[START OF ARTICLE]
ANAHEIM, Calif. – The Los Angeles Angels have an opportunity here, the same opening that allowed them to finish third, second and third in the American League West over the past three seasons.
Ace Jered Weaver has a broken left elbow and, a television reporter's pregame line of questioning here notwithstanding, will be unable to pitch for four to six weeks despite being right-handed. Something about mechanics and then, positioned 60 feet from a guy with a club, being unable to defend oneself against whatever comes of that.
(Hey, it's the home opener. Not only do the poets come out, they bring their horrifyingly dense friends.)
Weaver's left arm is in a sling, where it will stay for a while, certainly for long enough to damage the Angels' hopes for organizational revival. You know, if they allow it.
And then this could be the slump of last April (Albert Pujols edition), or the slump of 2011 (they traded away Mike Napoli and traded for Vernon Wells edition), or the slump of 2010 (the where's Vladdy and Figgy edition), if they allow it. All the stuff that foiled previous seasons. For long enough, the pitching has been spotty behind Weaver and the occasional wingman – Ervin Santana for a season, Dan Haren for another, C.J. Wilson for a half-season – and manager Mike Scioscia over three seasons has employed (or, in some cases, endured) three different closers. Those would be Brian Fuentes, followed by Jordan Walden, followed by Ernie Frieri, and now he waits on Ryan Madsen.
For long enough now, the best part of the Angels, an organization that once won by insisting on pitching and defense, was Weaver. Is Weaver. Have Pujols and Josh Hamilton hit to their potential, have Mike Trout do it again, make it all work together, and still the Angels' path to October – after three dark ones – is Weaver and four reasonable starters behind him and a lock-down bullpen behind them.
That starts, again, with Weaver, who'd pitch with just about anybody in the game given the ball and a chance. Who'd stand up down the stretch, who is 18-9 in September in his career, whose postseason ERA in six games – three of them starts – and as a very young man is 2.61.
As it lies, and for the next four to six weeks, there appears to be little to rely on in the rotation. Just Tuesday night, hours after the news of Weaver's injury rumbled through the clubhouse, Wilson trudged through a 43-pitch first inning against the Oakland A's. By the second inning, the Angels trailed, 4-0, on their way to a 9-5 loss against a small-market franchise that for all its limitations has mined a better pitching staff.
[END OF ARTICLE]
> _PROBLEM A_
Which pitchers does the Angels article name as Weaver's occasional wingmen in the rotation?
> _PROBLEM B_
Transcribe the Angels article starting at the words "And then this" and ending after the words "on Ryan Madsen.".
[START OF EXTRACTED MATERIAL]
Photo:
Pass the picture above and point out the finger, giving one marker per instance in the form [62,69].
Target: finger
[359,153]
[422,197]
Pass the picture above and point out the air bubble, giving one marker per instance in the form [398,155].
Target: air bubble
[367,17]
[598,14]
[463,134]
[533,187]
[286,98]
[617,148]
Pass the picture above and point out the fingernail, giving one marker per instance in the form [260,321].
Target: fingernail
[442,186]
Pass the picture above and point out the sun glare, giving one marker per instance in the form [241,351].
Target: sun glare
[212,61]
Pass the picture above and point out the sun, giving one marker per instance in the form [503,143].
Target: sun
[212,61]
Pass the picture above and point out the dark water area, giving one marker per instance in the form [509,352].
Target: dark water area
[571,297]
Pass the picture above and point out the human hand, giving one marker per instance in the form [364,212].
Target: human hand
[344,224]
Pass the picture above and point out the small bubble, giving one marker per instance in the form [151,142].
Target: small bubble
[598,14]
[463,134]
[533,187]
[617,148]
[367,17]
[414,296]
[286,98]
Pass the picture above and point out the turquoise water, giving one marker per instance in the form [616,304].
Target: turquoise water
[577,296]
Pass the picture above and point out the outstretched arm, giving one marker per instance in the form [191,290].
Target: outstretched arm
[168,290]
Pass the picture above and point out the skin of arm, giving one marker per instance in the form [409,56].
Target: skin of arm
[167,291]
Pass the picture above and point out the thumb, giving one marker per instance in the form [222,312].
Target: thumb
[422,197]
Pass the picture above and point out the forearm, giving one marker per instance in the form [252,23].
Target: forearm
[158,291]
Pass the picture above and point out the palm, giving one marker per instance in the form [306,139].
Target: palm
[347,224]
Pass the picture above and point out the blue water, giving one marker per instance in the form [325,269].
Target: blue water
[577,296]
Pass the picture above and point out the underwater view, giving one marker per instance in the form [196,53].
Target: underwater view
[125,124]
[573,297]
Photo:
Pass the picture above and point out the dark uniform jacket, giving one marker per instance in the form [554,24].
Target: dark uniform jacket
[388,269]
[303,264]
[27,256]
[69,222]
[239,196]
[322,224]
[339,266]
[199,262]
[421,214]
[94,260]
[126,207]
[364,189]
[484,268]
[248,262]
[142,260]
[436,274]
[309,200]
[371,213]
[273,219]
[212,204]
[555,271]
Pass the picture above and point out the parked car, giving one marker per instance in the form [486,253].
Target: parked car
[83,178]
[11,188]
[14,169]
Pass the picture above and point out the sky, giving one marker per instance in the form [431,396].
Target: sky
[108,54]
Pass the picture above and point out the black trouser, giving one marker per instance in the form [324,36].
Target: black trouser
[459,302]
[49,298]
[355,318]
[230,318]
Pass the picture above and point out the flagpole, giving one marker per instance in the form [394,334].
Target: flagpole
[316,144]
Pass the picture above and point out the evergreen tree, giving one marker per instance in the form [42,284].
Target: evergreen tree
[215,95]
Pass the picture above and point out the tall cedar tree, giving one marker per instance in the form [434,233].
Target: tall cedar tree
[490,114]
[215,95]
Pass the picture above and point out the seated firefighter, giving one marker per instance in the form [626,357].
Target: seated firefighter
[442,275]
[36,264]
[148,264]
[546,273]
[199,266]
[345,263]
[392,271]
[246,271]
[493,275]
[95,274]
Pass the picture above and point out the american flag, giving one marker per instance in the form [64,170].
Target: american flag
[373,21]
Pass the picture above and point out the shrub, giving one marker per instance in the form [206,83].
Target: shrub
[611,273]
[END OF EXTRACTED MATERIAL]
> _FINAL ANSWER A_
Ervin Santana (for a season), Dan Haren (for another), and C.J. Wilson (for a half-season).

> _FINAL ANSWER B_
And then this could be the slump of last April (Albert Pujols edition), or the slump of 2011 (they traded away Mike Napoli and traded for Vernon Wells edition), or the slump of 2010 (the where's Vladdy and Figgy edition), if they allow it. All the stuff that foiled previous seasons. For long enough, the pitching has been spotty behind Weaver and the occasional wingman – Ervin Santana for a season, Dan Haren for another, C.J. Wilson for a half-season – and manager Mike Scioscia over three seasons has employed (or, in some cases, endured) three different closers. Those would be Brian Fuentes, followed by Jordan Walden, followed by Ernie Frieri, and now he waits on Ryan Madsen.